• **Data records**:

▽

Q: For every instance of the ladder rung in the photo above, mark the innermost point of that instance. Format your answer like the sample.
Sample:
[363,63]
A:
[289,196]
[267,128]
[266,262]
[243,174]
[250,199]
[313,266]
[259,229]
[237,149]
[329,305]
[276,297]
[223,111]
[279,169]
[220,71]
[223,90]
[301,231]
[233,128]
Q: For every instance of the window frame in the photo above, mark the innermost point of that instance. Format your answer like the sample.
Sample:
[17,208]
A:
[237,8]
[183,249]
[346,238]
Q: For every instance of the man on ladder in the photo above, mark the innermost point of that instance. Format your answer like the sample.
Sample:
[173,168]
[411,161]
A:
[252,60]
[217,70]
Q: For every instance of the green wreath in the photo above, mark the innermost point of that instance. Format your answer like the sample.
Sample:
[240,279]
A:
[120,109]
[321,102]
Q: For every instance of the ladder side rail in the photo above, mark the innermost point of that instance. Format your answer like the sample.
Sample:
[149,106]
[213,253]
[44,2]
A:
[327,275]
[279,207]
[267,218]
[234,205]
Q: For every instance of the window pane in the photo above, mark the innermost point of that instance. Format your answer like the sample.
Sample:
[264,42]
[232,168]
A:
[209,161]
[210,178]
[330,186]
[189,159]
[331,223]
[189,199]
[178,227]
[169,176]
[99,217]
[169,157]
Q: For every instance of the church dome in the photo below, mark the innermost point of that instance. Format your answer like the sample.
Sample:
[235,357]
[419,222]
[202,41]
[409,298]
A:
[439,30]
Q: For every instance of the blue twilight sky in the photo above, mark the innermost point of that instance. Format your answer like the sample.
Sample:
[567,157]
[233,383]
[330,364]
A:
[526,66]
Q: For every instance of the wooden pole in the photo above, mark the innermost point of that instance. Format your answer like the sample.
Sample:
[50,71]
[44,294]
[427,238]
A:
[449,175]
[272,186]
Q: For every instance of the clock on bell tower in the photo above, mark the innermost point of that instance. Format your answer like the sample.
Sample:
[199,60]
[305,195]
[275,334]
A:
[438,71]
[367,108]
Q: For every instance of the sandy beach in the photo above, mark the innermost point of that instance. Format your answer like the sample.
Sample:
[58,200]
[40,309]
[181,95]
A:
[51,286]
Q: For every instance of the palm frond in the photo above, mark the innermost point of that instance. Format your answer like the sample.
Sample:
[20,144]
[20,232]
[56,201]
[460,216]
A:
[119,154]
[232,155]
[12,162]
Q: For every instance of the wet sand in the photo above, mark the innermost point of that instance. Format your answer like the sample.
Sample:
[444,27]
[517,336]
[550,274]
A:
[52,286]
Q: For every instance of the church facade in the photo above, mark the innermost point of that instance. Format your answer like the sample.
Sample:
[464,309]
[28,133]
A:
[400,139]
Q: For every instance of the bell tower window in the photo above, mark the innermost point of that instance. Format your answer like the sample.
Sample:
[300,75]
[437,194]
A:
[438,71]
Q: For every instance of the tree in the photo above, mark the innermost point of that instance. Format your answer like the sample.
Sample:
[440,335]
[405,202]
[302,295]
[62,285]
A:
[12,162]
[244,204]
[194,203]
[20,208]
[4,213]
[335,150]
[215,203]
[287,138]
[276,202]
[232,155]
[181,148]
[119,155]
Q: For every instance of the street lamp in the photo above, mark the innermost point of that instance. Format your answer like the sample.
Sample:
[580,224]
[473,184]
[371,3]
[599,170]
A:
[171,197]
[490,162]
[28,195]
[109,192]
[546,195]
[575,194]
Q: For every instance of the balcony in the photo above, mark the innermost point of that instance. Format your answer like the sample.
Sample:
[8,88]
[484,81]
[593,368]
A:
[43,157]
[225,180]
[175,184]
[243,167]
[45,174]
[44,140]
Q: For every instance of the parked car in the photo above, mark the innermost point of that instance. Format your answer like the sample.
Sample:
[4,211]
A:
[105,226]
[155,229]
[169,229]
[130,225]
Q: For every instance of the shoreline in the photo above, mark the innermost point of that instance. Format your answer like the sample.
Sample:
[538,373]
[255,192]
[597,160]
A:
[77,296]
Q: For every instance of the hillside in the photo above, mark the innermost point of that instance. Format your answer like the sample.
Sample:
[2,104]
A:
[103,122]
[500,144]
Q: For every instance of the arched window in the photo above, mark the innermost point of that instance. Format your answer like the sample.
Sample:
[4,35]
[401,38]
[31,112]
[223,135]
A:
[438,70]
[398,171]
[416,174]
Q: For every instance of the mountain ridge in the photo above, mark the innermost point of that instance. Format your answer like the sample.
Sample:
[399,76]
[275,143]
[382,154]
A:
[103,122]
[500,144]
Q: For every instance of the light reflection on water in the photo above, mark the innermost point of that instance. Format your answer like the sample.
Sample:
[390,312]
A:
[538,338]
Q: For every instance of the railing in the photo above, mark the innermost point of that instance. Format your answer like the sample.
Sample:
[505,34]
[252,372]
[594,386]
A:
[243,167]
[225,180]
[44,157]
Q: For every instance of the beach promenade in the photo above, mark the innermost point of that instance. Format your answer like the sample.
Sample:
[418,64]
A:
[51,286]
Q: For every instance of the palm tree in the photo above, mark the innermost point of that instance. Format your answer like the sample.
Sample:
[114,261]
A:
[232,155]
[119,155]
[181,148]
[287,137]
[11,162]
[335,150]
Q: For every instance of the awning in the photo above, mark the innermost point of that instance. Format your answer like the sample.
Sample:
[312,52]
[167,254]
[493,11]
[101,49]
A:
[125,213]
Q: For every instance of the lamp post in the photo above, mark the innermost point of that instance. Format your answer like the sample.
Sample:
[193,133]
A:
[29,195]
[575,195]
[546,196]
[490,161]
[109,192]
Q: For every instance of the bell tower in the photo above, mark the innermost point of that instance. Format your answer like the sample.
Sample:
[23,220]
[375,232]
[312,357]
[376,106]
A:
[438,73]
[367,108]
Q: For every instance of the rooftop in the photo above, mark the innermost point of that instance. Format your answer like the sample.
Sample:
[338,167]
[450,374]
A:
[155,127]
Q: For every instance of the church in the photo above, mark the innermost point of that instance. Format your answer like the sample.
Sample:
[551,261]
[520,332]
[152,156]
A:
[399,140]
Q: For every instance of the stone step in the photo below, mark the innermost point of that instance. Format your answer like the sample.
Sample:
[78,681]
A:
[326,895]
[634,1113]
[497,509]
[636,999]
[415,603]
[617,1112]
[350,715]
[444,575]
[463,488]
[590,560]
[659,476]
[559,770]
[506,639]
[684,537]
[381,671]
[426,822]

△

From the data above, show each line that contains "beach".

• **Finished exercise**:
Q: For every instance of the sandy beach in the photo above, mark the innermost point of that instance. Format your answer like the sample.
Q: For every instance of the beach promenade in the photo above, mark the innermost point of that instance. Format your answer like the sample.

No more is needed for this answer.